▸ **Tarea A**
Según el extracto de página, ¿en qué año publicó Freud el artículo La moral sexual cultural y la nerviosidad moderna?
▸ **Tarea B**
Duplica literalmente el tramo del extracto de página que arranca en las palabras "Dentro de lo" y concluye tras las palabras "de la historia.".

▸ **Extracto de página**
Este marco biologicista se ha visto superado por el importante incremento de problemáticas de salud mental que se han ido dando en este siglo y que han sido particularmente significativas a partir de la pandemia por la Covid-19 y de forma particular en población infanto-juvenil. En este incremento se han observado no solo mayores tasas de psicopatología en la población general, sino también un progresivo desplazamiento en las problemáticas de salud mental que con mayor frecuencia se observan en las consultas públicas y privadas. Esta evolución no puede en ningún caso explicarse desde la disfunción individual y está evidentemente en relación con factores socio-culturales y económicos. 

Dentro de lo mucho que escribió Freud (1980) a lo largo de cinco décadas, no suele ser muy referenciado el artículo La moral sexual cultural y la nerviosidad moderna de 1908, texto en el que establece cómo el antagonismo entre la vida pulsional y los elementos culturales definitorios de una época serán determinantes para desarrollo del sufrimiento psíquico predominante en la misma. Este texto serviría como punto de partida para que pensadores freudomarxistas del ámbito del psicoanálisis, la sociología y la filosofía pusieran en relación la salud mental con el sistema de creencias y valores propios de nuestra civilización caracterizada por el capitalismo en sus diferentes formas a lo largo de la historia.

▸ **Material proporcionado**
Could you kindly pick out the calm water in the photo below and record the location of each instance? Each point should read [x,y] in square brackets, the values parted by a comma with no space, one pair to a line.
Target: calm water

▸ **Resultado A**
En 1908.

▸ **Resultado B**
Dentro de lo mucho que escribió Freud (1980) a lo largo de cinco décadas, no suele ser muy referenciado el artículo La moral sexual cultural y la nerviosidad moderna de 1908, texto en el que establece cómo el antagonismo entre la vida pulsional y los elementos culturales definitorios de una época serán determinantes para desarrollo del sufrimiento psíquico predominante en la misma. Este texto serviría como punto de partida para que pensadores freudomarxistas del ámbito del psicoanálisis, la sociología y la filosofía pusieran en relación la salud mental con el sistema de creencias y valores propios de nuestra civilización caracterizada por el capitalismo en sus diferentes formas a lo largo de la historia.